• INSTRUCTIONS FOR THE TASK
Of the lines below, write out exactly those from the line with "Tag one point on each instance of the white and" through the line with "Tag one point on each instance of the red stripe", both included, and skip the rest.

Region pointing data
··········

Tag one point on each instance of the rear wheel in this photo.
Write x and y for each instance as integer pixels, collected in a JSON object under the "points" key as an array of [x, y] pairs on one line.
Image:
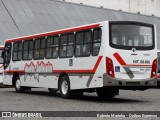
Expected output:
{"points": [[52, 90], [18, 86], [65, 87]]}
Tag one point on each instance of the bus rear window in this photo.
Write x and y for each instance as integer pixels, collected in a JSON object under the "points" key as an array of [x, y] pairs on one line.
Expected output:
{"points": [[128, 36]]}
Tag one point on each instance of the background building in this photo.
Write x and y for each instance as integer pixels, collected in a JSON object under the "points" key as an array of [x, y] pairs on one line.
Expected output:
{"points": [[147, 7], [25, 17]]}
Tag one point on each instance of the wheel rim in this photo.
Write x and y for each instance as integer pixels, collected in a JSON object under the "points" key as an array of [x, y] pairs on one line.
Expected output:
{"points": [[64, 87], [18, 84]]}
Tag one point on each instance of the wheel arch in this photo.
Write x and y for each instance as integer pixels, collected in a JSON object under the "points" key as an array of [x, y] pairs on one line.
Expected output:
{"points": [[60, 76], [15, 75]]}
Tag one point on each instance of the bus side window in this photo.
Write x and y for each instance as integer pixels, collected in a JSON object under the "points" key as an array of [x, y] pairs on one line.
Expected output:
{"points": [[63, 46], [17, 51], [27, 50], [42, 48], [30, 56], [52, 47], [158, 64], [79, 44], [70, 45], [66, 45], [87, 43], [36, 49], [96, 41], [83, 44]]}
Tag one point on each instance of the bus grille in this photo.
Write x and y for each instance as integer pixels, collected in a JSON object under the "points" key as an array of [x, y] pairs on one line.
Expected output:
{"points": [[132, 83]]}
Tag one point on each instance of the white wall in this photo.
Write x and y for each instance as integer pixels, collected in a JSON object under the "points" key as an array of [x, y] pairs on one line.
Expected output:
{"points": [[147, 7]]}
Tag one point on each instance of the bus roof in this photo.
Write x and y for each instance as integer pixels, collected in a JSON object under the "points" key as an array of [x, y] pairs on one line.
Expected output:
{"points": [[51, 33], [1, 46], [63, 31]]}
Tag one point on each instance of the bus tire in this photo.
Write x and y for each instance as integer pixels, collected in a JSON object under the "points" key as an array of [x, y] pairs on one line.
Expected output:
{"points": [[52, 90], [104, 94], [65, 87], [18, 87]]}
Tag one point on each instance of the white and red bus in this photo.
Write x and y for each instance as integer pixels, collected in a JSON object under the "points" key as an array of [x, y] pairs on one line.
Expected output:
{"points": [[102, 57], [1, 65]]}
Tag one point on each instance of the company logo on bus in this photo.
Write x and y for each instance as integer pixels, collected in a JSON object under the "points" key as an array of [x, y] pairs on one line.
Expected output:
{"points": [[134, 49]]}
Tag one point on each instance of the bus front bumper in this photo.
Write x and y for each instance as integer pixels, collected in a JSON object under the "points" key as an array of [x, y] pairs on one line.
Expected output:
{"points": [[138, 83]]}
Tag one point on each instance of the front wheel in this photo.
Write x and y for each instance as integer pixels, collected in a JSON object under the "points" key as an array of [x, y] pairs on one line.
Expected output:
{"points": [[65, 87]]}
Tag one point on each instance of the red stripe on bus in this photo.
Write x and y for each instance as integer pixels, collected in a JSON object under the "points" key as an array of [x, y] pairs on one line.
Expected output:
{"points": [[53, 33], [122, 62], [67, 71], [158, 76], [81, 71], [13, 71]]}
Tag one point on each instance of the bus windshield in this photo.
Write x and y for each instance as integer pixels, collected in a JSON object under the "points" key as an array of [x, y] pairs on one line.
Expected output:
{"points": [[128, 36]]}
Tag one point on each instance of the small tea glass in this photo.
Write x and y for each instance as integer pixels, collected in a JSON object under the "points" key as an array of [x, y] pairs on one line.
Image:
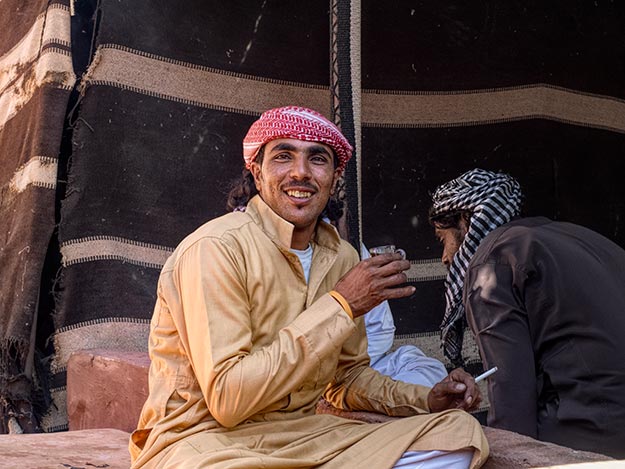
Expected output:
{"points": [[386, 249]]}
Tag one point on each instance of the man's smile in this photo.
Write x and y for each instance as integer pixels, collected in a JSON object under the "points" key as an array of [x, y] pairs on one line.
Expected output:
{"points": [[299, 194]]}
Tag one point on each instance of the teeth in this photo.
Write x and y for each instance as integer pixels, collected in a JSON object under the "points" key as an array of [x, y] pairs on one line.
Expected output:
{"points": [[299, 194]]}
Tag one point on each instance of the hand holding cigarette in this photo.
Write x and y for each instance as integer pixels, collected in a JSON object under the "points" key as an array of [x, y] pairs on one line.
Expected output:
{"points": [[486, 374]]}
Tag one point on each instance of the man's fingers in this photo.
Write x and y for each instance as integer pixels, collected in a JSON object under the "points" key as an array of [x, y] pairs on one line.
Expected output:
{"points": [[399, 292]]}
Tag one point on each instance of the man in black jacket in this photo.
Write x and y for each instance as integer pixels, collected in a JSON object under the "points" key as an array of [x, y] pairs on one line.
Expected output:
{"points": [[546, 303]]}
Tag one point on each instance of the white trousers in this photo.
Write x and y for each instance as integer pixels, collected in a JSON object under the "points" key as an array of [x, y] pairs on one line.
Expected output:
{"points": [[435, 460]]}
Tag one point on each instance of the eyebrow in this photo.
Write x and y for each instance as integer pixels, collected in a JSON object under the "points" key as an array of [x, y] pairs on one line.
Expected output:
{"points": [[311, 150]]}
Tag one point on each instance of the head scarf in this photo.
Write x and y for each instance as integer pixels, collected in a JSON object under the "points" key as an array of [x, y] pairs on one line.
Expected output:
{"points": [[299, 123], [493, 200]]}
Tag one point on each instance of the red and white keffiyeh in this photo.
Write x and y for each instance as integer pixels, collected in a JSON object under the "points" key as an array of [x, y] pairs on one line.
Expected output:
{"points": [[299, 123]]}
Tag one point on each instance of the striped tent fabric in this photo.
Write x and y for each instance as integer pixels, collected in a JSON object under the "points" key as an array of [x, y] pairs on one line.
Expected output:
{"points": [[36, 77]]}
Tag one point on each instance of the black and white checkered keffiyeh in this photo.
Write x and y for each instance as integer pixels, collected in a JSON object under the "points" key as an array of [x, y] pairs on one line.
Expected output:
{"points": [[493, 199]]}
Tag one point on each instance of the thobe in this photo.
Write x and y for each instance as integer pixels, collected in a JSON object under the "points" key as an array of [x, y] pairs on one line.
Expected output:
{"points": [[242, 349]]}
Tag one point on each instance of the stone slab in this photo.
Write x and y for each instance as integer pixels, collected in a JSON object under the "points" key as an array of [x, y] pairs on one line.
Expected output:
{"points": [[84, 449], [508, 450], [106, 388]]}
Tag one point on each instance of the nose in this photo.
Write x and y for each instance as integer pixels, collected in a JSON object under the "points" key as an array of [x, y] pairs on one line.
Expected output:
{"points": [[445, 259], [300, 169]]}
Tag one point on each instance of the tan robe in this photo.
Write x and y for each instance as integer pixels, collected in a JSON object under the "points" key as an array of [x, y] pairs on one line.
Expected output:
{"points": [[242, 349]]}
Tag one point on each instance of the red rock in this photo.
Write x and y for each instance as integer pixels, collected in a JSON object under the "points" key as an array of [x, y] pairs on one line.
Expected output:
{"points": [[106, 389]]}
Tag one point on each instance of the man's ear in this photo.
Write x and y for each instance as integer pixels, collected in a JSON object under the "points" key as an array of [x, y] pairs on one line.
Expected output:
{"points": [[335, 181], [464, 222], [256, 174]]}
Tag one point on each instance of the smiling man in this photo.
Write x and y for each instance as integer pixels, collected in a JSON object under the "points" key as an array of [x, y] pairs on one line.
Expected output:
{"points": [[259, 314]]}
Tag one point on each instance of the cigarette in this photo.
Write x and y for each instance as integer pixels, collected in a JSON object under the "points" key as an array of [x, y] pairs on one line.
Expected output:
{"points": [[486, 374]]}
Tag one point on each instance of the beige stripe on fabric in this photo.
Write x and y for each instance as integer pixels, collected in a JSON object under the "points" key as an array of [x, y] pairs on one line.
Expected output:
{"points": [[57, 30], [201, 86], [53, 68], [424, 270], [430, 343], [124, 334], [39, 171], [96, 248], [386, 109]]}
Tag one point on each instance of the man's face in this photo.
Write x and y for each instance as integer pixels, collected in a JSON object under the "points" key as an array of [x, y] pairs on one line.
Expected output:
{"points": [[451, 239], [296, 179]]}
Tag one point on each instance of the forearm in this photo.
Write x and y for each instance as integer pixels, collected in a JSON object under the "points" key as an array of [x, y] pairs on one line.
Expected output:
{"points": [[358, 387], [261, 380]]}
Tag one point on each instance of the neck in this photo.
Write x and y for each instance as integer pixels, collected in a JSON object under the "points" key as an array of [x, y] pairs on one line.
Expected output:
{"points": [[301, 237]]}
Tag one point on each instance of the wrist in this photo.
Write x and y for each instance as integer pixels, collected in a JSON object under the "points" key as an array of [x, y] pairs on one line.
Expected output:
{"points": [[342, 301]]}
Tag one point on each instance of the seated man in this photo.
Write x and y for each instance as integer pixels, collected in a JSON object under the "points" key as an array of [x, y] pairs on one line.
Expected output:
{"points": [[546, 302], [258, 315]]}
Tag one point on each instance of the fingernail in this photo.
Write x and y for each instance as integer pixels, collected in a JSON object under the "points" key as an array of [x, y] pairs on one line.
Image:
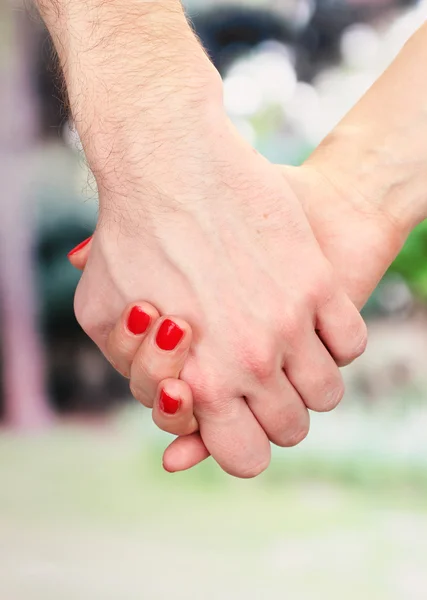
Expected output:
{"points": [[138, 321], [169, 335], [169, 405], [79, 247]]}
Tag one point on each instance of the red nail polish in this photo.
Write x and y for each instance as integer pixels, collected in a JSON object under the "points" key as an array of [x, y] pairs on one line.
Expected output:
{"points": [[138, 321], [169, 405], [79, 247], [169, 335]]}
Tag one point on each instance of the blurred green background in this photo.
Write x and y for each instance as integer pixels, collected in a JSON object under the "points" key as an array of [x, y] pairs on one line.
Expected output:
{"points": [[86, 511]]}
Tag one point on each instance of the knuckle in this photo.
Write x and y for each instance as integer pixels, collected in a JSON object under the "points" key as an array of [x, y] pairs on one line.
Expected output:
{"points": [[358, 334], [298, 435], [260, 361], [333, 394]]}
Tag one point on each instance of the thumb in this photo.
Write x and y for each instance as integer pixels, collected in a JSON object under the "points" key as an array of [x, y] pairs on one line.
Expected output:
{"points": [[79, 255]]}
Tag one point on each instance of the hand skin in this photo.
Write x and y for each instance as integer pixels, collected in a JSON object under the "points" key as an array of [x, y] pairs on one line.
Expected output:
{"points": [[363, 191], [192, 220]]}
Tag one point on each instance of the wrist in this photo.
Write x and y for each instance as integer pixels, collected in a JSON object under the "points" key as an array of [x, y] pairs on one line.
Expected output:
{"points": [[380, 176], [138, 82]]}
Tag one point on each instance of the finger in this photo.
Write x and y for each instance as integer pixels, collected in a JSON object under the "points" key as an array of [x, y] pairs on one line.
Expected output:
{"points": [[128, 334], [313, 372], [342, 329], [185, 453], [79, 255], [233, 436], [161, 356], [173, 408], [281, 412]]}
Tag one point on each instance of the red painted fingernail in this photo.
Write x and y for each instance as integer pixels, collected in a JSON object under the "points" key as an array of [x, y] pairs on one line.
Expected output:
{"points": [[79, 247], [138, 321], [169, 335], [169, 405]]}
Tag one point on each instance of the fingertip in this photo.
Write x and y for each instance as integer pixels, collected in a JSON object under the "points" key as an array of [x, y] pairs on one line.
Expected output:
{"points": [[79, 255], [184, 453]]}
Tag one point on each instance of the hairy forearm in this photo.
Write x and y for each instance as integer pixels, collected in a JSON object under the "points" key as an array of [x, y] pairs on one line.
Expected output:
{"points": [[133, 70], [379, 150]]}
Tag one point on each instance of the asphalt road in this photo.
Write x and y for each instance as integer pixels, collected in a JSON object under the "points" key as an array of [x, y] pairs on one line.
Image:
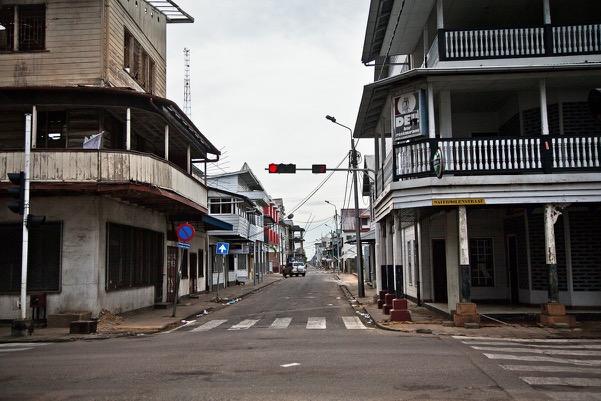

··········

• RESULT OF THE EXERCISE
Tag one point on each instance of the white and red bus in this photo.
Write x and y for each instance as integer pixels, collected in a JSON object under the "points" key as an array of [x, y] pairs on one line.
Expected output:
{"points": [[102, 57], [1, 65]]}
Tag one point on each instance of the company logo on bus in this photo.
Write x and y for each instance as integer pixels, collected in a JSON object under the "points" key as an array of [x, y] pairs on one line.
Expected output:
{"points": [[134, 49]]}
Tag one point on each instance of the bus front bumper in this photo.
Write x and y for each instance as integer pixels, collected in a JSON object under the "points" key as an array of [x, y] pairs on one line.
Expected output:
{"points": [[138, 83]]}
Tag one point on each instance of the front wheel in this photo.
Write x and y for each instance as integer pixels, collected in a JSON object under the "points" key as an array of [x, y] pairs on one line.
Expected output:
{"points": [[65, 87]]}
Tag one point on each instance of the red stripe on bus in this photo.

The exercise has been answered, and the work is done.